Written task: Update the stretch of data from the line containing "form [(202, 46)]." through the line containing "[(191, 164)]" by replacing every "corridor tally" with "hallway count", keeping everything else the same.

Stored entries:
★ ★ ★ ★
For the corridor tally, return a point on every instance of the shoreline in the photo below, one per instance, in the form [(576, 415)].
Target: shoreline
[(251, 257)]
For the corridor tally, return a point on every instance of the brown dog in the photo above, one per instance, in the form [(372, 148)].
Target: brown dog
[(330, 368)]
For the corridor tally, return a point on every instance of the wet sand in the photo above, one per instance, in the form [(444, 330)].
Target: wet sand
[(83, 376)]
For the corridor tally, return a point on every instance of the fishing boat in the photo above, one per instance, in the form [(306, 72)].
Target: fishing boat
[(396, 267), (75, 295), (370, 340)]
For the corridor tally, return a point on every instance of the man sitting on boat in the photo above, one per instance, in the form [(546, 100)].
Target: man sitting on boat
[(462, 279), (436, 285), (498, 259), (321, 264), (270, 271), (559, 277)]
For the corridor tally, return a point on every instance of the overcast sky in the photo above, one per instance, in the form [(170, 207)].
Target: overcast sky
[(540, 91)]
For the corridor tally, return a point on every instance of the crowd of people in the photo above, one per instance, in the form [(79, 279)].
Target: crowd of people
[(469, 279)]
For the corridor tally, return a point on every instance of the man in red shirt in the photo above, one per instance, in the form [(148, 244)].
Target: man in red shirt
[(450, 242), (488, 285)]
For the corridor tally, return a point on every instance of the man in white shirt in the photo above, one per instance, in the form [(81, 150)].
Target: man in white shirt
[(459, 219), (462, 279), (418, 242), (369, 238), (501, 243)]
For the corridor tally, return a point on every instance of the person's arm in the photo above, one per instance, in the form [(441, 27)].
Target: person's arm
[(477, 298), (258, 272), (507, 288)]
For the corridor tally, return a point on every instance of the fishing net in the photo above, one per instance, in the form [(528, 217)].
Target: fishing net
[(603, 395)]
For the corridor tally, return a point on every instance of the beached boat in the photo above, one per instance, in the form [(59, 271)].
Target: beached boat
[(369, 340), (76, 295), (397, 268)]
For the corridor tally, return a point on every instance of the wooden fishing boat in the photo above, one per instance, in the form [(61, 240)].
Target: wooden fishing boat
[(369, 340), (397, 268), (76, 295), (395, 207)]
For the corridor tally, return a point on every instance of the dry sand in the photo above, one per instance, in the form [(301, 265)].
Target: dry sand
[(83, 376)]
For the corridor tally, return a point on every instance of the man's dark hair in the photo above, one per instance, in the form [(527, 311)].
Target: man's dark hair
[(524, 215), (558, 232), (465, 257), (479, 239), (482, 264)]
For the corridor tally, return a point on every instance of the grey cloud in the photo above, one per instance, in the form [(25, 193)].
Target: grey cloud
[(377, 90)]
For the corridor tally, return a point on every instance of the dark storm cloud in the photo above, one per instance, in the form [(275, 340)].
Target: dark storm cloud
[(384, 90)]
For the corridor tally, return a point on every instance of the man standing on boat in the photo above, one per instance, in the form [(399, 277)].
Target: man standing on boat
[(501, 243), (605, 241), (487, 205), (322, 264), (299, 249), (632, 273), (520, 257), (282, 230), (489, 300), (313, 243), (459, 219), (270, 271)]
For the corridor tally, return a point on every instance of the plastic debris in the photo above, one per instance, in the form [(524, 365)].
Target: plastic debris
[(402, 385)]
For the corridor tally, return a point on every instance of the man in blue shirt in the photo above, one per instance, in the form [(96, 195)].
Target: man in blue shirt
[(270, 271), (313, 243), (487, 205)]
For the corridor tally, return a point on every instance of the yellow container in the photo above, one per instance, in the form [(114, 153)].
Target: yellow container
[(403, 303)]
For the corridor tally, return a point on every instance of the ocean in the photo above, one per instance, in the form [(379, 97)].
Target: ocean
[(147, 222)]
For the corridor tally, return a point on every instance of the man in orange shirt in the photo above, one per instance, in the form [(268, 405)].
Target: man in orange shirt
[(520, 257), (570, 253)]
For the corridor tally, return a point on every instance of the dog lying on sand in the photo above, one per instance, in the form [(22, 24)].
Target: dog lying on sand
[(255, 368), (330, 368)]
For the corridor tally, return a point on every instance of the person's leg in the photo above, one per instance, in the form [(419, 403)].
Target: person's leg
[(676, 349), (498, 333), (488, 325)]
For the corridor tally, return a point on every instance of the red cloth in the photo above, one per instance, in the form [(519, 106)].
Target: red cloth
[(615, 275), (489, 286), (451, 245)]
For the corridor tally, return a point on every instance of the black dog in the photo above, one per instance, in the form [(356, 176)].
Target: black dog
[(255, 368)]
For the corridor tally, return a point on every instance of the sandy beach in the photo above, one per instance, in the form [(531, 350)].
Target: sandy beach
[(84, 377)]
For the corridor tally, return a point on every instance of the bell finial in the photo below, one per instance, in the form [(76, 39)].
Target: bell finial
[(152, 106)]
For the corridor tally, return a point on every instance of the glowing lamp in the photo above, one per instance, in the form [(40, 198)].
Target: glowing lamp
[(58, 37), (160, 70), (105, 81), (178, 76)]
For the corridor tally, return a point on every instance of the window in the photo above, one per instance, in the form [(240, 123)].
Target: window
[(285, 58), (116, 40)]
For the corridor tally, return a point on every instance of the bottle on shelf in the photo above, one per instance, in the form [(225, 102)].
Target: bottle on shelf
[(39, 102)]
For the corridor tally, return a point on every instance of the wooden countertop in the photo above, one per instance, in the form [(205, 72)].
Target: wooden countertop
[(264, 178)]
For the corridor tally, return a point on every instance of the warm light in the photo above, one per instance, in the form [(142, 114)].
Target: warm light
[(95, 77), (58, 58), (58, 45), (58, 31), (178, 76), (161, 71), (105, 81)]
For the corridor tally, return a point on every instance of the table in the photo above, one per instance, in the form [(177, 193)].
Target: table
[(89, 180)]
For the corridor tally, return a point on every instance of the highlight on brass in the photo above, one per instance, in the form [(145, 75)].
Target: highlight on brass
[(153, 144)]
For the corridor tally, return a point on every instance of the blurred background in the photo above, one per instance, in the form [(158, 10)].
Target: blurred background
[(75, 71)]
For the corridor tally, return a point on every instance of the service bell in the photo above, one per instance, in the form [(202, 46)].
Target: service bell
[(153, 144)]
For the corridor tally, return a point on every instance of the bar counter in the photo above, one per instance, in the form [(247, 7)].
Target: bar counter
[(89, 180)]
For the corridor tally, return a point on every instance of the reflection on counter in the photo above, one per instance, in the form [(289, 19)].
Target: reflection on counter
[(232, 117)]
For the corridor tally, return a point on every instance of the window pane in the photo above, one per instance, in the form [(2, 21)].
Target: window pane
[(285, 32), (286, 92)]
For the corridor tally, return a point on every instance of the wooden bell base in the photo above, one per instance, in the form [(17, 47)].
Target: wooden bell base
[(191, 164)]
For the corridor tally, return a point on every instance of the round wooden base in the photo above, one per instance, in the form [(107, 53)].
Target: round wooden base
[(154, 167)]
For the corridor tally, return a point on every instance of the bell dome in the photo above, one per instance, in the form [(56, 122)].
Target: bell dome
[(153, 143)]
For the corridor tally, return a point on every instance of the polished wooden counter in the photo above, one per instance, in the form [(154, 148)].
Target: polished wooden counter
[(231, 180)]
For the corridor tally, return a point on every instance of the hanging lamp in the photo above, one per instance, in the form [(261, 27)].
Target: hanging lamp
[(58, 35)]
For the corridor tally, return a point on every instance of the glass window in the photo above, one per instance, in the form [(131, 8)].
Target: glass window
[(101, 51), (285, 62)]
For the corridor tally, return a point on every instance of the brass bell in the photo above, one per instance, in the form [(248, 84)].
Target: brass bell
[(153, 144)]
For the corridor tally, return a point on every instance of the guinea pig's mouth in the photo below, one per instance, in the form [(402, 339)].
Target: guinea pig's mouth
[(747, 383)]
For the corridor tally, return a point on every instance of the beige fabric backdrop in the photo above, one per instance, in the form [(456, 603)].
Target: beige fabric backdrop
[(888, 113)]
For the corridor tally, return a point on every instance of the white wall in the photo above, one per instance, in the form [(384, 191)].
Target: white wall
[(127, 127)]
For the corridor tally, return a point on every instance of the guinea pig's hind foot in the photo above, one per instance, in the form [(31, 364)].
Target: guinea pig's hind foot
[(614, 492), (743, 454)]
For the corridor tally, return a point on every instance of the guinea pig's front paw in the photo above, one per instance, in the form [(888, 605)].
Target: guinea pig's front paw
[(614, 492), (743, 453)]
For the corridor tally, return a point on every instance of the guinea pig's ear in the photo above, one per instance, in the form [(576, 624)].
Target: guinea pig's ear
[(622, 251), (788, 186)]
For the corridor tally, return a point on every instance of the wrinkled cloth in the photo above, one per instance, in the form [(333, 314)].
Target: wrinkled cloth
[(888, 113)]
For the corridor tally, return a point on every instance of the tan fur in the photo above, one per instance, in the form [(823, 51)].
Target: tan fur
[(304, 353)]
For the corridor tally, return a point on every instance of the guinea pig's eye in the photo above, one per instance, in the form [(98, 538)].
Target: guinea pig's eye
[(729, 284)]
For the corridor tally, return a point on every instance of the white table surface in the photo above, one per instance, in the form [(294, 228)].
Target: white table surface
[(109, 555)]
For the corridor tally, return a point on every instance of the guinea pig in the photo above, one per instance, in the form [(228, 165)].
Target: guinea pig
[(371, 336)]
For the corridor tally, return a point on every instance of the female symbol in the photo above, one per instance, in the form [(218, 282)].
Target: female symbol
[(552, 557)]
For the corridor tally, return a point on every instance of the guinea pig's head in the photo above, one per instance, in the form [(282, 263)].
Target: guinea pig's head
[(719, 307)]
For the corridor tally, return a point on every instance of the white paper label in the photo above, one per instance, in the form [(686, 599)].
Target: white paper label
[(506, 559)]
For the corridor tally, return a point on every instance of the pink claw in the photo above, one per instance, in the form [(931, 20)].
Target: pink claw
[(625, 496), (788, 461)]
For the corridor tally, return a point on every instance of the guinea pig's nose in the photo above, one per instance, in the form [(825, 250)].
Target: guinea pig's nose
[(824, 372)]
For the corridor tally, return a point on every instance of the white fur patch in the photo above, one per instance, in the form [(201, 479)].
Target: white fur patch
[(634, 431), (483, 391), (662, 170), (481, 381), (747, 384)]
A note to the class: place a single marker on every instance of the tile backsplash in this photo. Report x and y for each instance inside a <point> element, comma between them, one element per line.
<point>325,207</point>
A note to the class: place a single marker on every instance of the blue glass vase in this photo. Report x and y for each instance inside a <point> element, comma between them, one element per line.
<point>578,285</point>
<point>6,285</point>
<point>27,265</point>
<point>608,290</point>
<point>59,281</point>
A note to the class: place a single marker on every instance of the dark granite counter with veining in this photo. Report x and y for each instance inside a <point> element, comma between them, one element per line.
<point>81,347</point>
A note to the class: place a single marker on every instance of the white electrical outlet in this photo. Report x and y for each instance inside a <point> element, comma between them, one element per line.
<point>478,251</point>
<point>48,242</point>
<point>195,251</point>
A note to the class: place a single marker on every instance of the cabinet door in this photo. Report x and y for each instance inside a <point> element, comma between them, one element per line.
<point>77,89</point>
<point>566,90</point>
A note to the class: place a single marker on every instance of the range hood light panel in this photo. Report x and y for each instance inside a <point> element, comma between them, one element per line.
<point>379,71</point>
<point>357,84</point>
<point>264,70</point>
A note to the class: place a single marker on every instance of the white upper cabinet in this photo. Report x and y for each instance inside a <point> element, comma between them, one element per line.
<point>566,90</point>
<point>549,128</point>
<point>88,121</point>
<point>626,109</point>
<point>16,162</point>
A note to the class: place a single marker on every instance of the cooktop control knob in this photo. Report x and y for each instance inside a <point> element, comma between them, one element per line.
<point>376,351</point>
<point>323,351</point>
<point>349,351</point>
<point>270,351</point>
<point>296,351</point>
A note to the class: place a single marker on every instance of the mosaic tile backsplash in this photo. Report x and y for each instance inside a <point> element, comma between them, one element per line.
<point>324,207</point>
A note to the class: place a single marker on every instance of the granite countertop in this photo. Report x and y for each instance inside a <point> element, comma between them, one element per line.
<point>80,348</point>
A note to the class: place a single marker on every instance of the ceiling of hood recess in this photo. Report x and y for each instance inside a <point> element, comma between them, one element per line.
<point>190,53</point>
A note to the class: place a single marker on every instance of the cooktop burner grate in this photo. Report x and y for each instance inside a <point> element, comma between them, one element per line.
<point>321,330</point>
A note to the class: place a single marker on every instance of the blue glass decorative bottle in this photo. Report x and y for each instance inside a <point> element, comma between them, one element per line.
★ ★ ★ ★
In response:
For the hallway count, return a point on every instance of the service bell in the photo above, one per instance, in the form [(202, 46)].
Target: service bell
[(153, 144)]
For the hallway count, return a point on every instance of the bar counter in the photo above, one per instance, in the form [(247, 7)].
Target: bar counter
[(89, 180)]
For the hallway count, return a point on every instance of the reflection on counter in the photo above, one per instance, in the form [(289, 19)].
Target: reflection on counter
[(232, 117)]
For the hallway count, return a point on every instance of the window pane in the photo above, one per instance, in the form [(2, 21)].
Target: window pane
[(285, 32), (286, 92)]
For the hallway count, return a point on every instance of the wooden bell base in the photo above, one per instance, in the form [(17, 47)].
Target: wooden bell base
[(191, 164)]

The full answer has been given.